DESCRIPTION OF THE TASK:
Whenever the word "headlight" shows up in a line of the data, copy that line.

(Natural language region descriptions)

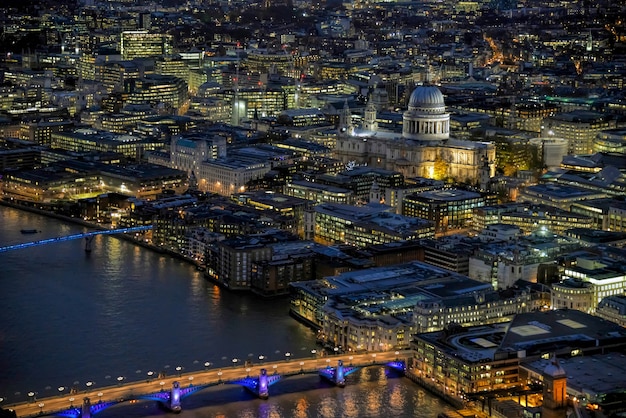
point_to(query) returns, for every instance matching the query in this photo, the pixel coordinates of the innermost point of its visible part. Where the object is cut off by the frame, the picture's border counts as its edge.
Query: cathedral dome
(427, 98)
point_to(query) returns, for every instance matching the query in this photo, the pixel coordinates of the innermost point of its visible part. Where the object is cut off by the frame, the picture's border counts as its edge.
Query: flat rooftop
(591, 375)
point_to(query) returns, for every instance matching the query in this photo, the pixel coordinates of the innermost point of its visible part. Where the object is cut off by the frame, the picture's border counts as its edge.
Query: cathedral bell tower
(369, 119)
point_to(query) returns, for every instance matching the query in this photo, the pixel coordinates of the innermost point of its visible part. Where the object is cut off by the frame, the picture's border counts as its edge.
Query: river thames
(70, 318)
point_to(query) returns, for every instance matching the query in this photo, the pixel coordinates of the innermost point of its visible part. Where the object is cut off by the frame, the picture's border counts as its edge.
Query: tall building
(579, 127)
(424, 148)
(141, 44)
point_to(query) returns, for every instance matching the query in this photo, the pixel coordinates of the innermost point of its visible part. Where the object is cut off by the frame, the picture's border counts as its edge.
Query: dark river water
(69, 317)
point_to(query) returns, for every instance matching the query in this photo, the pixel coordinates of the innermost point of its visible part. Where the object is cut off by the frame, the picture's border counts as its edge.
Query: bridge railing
(126, 390)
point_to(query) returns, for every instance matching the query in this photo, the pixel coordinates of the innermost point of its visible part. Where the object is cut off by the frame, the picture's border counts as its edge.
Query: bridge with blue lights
(169, 392)
(86, 235)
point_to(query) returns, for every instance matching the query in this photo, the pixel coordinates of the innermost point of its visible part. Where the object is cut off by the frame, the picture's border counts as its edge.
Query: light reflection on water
(70, 317)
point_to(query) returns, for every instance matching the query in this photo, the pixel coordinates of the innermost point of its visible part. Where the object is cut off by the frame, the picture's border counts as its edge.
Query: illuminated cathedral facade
(424, 149)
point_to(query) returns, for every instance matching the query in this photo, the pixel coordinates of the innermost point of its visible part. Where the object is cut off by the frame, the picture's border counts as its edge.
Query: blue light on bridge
(75, 236)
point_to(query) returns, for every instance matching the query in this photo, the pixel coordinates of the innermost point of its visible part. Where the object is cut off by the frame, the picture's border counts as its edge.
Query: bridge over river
(87, 235)
(172, 388)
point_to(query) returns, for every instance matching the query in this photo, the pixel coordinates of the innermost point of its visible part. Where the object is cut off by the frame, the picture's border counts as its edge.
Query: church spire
(369, 118)
(345, 119)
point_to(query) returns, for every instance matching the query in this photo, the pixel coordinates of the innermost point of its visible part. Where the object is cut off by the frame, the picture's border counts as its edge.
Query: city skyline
(442, 177)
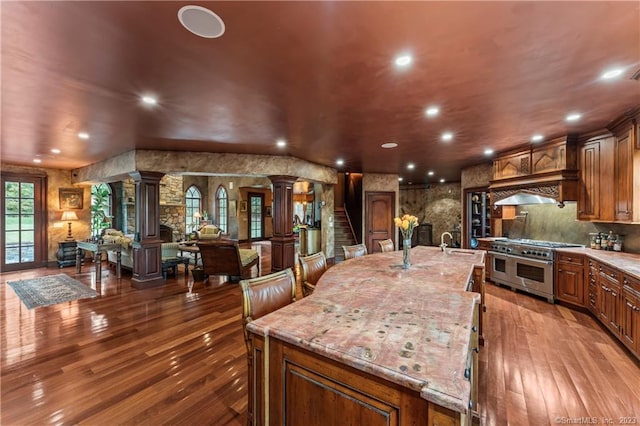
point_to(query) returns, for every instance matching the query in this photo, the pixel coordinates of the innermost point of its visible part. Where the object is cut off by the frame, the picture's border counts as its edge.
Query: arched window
(100, 208)
(193, 202)
(222, 208)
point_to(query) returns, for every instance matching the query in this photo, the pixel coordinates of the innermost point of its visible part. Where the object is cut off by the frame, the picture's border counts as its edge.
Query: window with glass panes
(222, 206)
(193, 202)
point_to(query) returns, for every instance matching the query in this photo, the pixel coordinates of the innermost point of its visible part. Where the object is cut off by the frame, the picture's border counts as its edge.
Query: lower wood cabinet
(610, 295)
(592, 286)
(609, 298)
(630, 333)
(570, 279)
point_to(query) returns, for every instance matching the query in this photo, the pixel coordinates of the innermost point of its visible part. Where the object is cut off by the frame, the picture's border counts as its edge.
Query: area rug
(50, 290)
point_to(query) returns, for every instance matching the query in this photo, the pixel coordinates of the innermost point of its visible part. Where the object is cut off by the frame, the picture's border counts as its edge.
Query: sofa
(170, 257)
(209, 232)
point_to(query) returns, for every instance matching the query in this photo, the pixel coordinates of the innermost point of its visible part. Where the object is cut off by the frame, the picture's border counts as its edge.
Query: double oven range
(525, 265)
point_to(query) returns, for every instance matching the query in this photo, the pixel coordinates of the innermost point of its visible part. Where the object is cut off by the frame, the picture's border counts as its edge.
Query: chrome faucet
(443, 245)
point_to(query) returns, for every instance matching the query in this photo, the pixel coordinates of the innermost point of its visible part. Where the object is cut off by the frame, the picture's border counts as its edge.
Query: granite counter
(628, 263)
(410, 327)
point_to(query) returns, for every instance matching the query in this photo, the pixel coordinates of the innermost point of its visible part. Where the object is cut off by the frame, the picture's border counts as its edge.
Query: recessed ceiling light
(611, 74)
(403, 60)
(432, 111)
(447, 136)
(149, 100)
(201, 21)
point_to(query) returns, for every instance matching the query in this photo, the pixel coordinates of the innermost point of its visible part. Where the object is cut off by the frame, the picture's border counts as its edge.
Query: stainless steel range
(525, 265)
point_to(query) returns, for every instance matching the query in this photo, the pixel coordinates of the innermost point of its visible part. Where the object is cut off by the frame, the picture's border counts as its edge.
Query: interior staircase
(343, 236)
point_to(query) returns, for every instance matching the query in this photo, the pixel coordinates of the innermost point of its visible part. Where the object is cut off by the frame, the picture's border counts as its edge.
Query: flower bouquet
(406, 224)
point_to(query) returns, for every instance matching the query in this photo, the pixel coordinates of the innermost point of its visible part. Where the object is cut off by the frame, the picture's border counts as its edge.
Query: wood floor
(167, 356)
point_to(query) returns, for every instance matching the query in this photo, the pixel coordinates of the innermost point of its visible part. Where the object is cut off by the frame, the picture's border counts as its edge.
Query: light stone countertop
(410, 327)
(628, 263)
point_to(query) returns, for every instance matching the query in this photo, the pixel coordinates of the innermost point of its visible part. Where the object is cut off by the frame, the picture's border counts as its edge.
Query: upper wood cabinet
(512, 164)
(595, 193)
(609, 187)
(553, 156)
(625, 173)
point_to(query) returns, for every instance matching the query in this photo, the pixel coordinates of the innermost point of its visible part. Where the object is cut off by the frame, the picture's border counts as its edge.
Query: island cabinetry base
(302, 388)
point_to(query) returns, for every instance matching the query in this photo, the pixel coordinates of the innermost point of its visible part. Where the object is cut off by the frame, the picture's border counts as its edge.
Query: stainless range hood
(524, 198)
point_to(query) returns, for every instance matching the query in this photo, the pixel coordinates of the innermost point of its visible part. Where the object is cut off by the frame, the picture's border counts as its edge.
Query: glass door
(256, 219)
(23, 230)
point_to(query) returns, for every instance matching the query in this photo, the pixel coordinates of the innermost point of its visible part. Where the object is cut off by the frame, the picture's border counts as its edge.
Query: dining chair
(386, 245)
(263, 295)
(312, 266)
(355, 250)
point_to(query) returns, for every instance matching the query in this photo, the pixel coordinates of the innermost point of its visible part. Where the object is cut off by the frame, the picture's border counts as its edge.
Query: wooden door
(380, 208)
(23, 222)
(255, 217)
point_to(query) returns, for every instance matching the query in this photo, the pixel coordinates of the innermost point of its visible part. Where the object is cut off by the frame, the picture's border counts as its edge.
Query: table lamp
(69, 216)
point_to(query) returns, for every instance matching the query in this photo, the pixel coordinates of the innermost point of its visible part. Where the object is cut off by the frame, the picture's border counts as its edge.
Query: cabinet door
(630, 319)
(623, 176)
(588, 198)
(593, 287)
(595, 194)
(570, 284)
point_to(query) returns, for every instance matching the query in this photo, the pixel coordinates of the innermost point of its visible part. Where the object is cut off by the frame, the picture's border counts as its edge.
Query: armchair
(225, 257)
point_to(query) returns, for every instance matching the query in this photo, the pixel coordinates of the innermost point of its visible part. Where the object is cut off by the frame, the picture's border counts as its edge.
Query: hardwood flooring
(167, 356)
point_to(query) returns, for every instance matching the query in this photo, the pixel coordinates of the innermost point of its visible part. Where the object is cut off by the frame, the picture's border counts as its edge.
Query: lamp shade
(69, 215)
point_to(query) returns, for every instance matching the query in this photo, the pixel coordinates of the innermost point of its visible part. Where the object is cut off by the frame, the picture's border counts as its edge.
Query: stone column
(283, 241)
(147, 252)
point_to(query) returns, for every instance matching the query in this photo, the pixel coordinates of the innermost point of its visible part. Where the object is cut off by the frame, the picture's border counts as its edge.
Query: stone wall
(438, 204)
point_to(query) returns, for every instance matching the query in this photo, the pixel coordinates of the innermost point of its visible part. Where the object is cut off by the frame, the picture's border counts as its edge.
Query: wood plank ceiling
(319, 75)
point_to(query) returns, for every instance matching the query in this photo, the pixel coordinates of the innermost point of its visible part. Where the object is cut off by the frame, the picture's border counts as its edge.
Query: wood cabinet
(299, 387)
(624, 169)
(609, 298)
(66, 254)
(570, 282)
(609, 166)
(592, 286)
(630, 333)
(595, 193)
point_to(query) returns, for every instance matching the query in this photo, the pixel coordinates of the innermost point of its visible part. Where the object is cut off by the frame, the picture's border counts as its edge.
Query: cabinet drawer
(572, 259)
(610, 273)
(632, 283)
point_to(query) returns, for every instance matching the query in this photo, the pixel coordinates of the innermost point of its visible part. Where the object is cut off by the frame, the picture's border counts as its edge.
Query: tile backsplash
(550, 223)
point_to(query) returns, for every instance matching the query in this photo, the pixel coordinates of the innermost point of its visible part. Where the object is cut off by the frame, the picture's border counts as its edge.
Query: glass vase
(406, 253)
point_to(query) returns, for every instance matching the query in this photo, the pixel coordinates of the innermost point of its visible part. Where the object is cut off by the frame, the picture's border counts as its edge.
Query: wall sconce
(69, 216)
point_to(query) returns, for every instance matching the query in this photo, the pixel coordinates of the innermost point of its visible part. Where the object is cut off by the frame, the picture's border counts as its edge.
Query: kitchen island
(374, 344)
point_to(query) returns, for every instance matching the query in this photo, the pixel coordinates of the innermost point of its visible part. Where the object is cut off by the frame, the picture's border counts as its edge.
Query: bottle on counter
(617, 245)
(610, 241)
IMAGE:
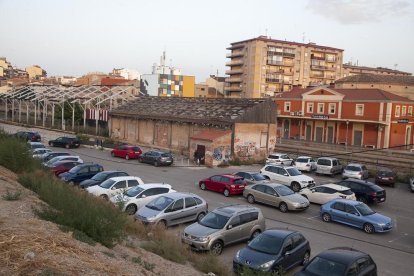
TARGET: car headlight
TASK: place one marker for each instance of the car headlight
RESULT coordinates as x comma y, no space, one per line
267,265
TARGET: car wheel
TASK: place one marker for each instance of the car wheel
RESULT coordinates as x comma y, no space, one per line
362,199
295,187
131,209
250,199
283,207
306,258
255,234
201,216
217,248
369,228
326,217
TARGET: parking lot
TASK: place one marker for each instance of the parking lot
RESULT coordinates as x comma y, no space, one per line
393,252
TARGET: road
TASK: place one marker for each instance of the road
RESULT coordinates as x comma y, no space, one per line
393,252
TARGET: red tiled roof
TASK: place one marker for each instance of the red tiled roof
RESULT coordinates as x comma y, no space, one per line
350,95
210,134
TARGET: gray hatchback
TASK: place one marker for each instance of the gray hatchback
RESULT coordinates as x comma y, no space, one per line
173,208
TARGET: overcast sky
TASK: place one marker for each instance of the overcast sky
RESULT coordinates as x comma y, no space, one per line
73,37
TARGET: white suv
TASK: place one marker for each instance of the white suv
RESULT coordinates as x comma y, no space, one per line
279,159
289,176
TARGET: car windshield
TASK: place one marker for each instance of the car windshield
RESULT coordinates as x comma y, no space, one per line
364,210
107,183
258,176
283,190
159,203
353,168
266,243
99,176
134,191
321,266
293,172
214,220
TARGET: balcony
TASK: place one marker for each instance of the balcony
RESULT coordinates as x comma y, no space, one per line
236,62
233,80
234,72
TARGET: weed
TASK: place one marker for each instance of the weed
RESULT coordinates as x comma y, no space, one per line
11,196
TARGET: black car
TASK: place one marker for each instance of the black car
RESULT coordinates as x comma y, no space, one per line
66,142
31,136
101,177
47,156
365,191
156,158
340,261
272,251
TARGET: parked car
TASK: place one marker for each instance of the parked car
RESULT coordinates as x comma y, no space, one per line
101,177
157,158
51,162
114,186
66,142
326,192
35,145
37,153
289,176
138,196
173,208
341,261
49,155
305,163
63,166
385,176
226,184
279,159
252,177
126,151
272,250
224,226
355,170
365,191
28,136
276,195
81,172
328,165
357,214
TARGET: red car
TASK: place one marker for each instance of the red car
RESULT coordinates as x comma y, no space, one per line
227,184
126,151
63,166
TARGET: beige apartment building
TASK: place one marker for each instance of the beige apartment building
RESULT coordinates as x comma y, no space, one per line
262,66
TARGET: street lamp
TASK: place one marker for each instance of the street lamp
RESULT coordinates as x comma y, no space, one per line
346,136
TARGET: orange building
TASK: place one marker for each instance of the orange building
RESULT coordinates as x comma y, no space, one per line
359,117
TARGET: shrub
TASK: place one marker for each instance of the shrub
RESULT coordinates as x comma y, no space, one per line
74,208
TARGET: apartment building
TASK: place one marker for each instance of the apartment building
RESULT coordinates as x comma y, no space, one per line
370,118
262,66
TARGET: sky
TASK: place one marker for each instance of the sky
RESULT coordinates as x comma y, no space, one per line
74,37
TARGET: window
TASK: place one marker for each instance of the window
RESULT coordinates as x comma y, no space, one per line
397,111
332,108
359,110
309,107
320,107
287,106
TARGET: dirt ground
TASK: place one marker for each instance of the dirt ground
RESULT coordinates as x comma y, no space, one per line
30,246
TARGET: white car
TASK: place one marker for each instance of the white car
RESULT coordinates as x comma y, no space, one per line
114,186
136,197
305,163
289,176
37,153
279,159
326,192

TASK RESULT:
TARGET: car headlight
TASK: place one marker for each instance of the car headlight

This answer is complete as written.